Помнить, чтобы не повторить
Елена ПавловаВчера был День памяти жертв политических репрессий. Каждый год 30 октября у мемориала «Холодный родник» собираются люди, для которых 20-летний отрезок, когда молох карательной машины в прах перемалывал человеческие жизни и судьбы, – не только трагичная страница истории государства Российского, но и личная трагедия, семейная.
Красные гвоздики у белого креста
А таких у нас в стране миллионы. Только в нашем Ставропольском крае с 1934-го по 1953-й было репрессировано почти 60 тысяч человек, 6 тысяч были расстреляны. Их имена занесены в Книгу памяти жертв политических репрессий СК. А на Холодных родниках 20 лет назад был установлен памятник тем, кто сгинул в лагерях, и тем, кто выжил в них и не сломался... И каждый год 30 октября Ставрополь здесь чтит их память. Вот и вчерашний митинг памяти начался с молебна и завершился минутой молчания. А потом было возложение цветов. К Стене памяти и памятнику (белому кресту, на барельефе которого – исхудавшие руки, пытающиеся раздвинуть стальные прутья решетки) легли сотни красных гвоздик...
…Это было в нашей истории и этого забывать нельзя, дабы ничего подобного больше никогда не повторилось: ни черные «воронки», увозящие людей в неизвестность, ни приговоры с бесстрастным добавлением «без права переписки», ни лагеря, куда можно было попасть по банальному оговору... Вообще, историю не стоит замалчивать, даже самые страшные ее страницы. Из пережитого нужно извлекать уроки. Об этом говорили выступавшие на митинге…
А о невинных жертвах нужно помнить. Они тоже история. А на мемориале «Холодный родник» эту историю теперь можно узнать в лицах. На Стене памяти – фотографии наших земляков, которые прошли через ужасы Сиблага и Гулага. Все, что удалось собрать. Фотографии передавали родные. И на митинг многие тоже пришли с фотографиями и цветами.
- - -
* _ЦЕЛЬ ЗАДАНИЯ_
Повторите дословно отрывок текста о Дне памяти, начиная со слов «Помнить, чтобы не» и заканчивая словами «личная трагедия, семейная.» включительно. Записи никак не связаны с текстом о Дне памяти.

[Сохранённые записи]
- - -
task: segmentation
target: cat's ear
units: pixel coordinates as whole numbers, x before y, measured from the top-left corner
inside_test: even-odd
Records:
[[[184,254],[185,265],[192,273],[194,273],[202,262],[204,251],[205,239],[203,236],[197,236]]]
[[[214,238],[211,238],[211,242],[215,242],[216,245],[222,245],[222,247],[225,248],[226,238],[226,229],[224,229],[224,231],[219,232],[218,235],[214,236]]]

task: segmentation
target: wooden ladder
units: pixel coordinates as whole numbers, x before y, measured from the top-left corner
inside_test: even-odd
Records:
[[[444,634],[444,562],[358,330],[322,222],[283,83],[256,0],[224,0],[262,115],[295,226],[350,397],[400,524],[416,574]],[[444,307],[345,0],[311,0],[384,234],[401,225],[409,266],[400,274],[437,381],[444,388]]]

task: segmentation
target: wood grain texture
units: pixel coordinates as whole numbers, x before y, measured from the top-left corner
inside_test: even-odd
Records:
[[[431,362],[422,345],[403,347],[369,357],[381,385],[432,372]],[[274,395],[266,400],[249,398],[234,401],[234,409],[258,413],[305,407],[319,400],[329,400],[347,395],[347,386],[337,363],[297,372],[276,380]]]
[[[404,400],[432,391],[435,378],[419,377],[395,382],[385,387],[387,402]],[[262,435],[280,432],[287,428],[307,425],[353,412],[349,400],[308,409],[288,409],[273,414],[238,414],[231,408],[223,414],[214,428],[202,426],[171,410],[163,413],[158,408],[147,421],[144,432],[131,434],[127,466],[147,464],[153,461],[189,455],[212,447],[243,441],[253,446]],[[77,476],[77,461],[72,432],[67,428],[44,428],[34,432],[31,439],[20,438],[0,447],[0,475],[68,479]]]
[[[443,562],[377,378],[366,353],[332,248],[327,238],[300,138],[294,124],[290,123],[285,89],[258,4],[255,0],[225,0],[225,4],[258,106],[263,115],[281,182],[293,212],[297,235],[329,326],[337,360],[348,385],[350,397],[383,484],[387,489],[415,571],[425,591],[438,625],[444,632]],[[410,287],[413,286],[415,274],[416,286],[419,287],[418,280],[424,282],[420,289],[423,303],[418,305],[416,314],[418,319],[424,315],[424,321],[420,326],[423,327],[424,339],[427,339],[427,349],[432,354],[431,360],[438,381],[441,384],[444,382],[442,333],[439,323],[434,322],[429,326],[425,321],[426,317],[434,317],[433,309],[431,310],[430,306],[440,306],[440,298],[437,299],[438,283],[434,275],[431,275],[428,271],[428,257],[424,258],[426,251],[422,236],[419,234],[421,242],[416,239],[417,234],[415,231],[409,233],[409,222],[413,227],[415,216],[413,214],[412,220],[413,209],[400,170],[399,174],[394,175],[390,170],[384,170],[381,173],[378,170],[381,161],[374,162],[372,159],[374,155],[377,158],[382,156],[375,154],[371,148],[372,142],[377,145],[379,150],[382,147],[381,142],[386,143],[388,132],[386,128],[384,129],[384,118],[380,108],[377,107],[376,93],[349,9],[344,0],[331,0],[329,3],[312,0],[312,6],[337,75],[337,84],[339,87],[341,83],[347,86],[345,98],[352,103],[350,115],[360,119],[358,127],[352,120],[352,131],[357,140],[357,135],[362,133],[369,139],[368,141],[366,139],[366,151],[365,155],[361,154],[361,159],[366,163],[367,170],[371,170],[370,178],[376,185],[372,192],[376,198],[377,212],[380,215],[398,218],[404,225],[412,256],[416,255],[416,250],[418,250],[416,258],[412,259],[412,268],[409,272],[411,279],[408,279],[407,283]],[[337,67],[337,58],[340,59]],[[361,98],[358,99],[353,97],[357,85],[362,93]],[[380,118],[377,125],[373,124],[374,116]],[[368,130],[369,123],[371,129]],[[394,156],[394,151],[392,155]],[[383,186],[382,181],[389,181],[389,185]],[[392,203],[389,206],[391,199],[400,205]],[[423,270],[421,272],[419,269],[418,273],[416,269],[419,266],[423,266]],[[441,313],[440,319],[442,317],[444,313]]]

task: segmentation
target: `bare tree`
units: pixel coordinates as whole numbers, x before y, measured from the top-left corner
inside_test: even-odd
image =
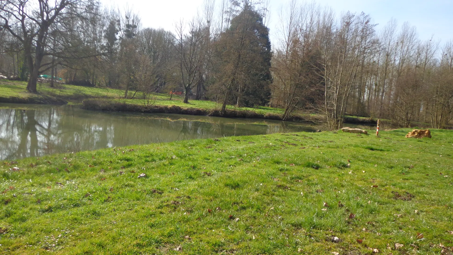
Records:
[[[49,29],[57,23],[79,18],[83,13],[89,11],[86,7],[92,4],[88,0],[60,0],[53,5],[48,0],[38,0],[37,5],[28,0],[2,0],[0,18],[4,22],[1,27],[22,44],[30,72],[29,91],[37,92],[36,82],[43,66],[43,58],[52,54],[46,51],[49,48]]]

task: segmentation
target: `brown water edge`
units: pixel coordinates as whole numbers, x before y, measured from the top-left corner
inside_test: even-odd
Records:
[[[0,103],[0,160],[178,140],[313,132],[320,128],[312,123],[258,118]]]
[[[138,104],[112,102],[96,99],[85,99],[82,102],[82,108],[94,111],[112,112],[131,112],[153,113],[175,113],[189,115],[200,115],[228,118],[259,118],[273,120],[283,120],[281,116],[274,113],[262,114],[253,111],[238,110],[227,109],[224,114],[216,109],[206,109],[199,108],[183,108],[176,105],[152,105],[145,108]],[[312,122],[304,116],[293,114],[287,121]],[[346,117],[344,123],[352,124],[374,125],[376,120],[372,118],[358,118]]]

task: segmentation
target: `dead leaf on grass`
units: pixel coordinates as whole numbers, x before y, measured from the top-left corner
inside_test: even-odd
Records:
[[[401,244],[399,244],[398,243],[395,243],[395,250],[398,250],[400,248],[404,246],[404,245],[402,245]]]

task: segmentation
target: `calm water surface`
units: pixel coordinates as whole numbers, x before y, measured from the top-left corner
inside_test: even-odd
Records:
[[[130,144],[316,129],[308,123],[267,120],[0,103],[0,160]]]

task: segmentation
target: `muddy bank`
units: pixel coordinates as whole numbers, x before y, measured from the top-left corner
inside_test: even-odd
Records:
[[[357,118],[345,116],[343,118],[343,123],[351,124],[370,124],[376,125],[377,123],[377,119],[371,118]]]
[[[28,93],[28,92],[25,92]],[[27,97],[5,97],[0,96],[0,103],[39,103],[45,104],[66,104],[66,101],[52,96],[30,93]]]
[[[137,104],[112,102],[99,99],[85,99],[82,108],[87,110],[111,111],[115,112],[137,112],[155,113],[176,113],[191,115],[204,115],[226,118],[263,118],[274,120],[283,120],[278,115],[266,113],[261,114],[252,111],[238,111],[227,109],[224,114],[218,110],[207,110],[198,108],[185,108],[176,105],[152,105],[145,108]],[[302,118],[294,116],[291,120],[303,120]]]
[[[278,114],[266,113],[261,114],[252,111],[244,111],[226,109],[224,114],[222,114],[220,111],[216,109],[207,110],[198,108],[185,108],[176,105],[152,105],[148,108],[144,107],[138,104],[113,102],[110,100],[99,99],[87,99],[82,102],[82,108],[86,110],[95,111],[108,111],[114,112],[135,112],[154,113],[176,113],[178,114],[187,114],[190,115],[202,115],[231,118],[261,118],[274,120],[283,120],[280,115]],[[321,121],[319,117],[316,119],[317,122]],[[313,122],[313,119],[308,119],[300,115],[293,115],[289,121],[304,121]],[[376,120],[371,118],[356,118],[345,117],[344,123],[352,124],[375,124]]]

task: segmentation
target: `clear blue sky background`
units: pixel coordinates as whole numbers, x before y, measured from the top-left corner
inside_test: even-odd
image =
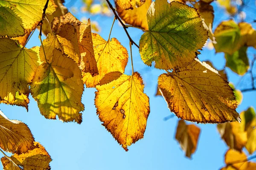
- - -
* _ВЫПОЛНЕННОЕ ЗАДАНИЕ_
Помнить, чтобы не повторить
Елена ПавловаВчера был День памяти жертв политических репрессий. Каждый год 30 октября у мемориала «Холодный родник» собираются люди, для которых 20-летний отрезок, когда молох карательной машины в прах перемалывал человеческие жизни и судьбы, – не только трагичная страница истории государства Российского, но и личная трагедия, семейная.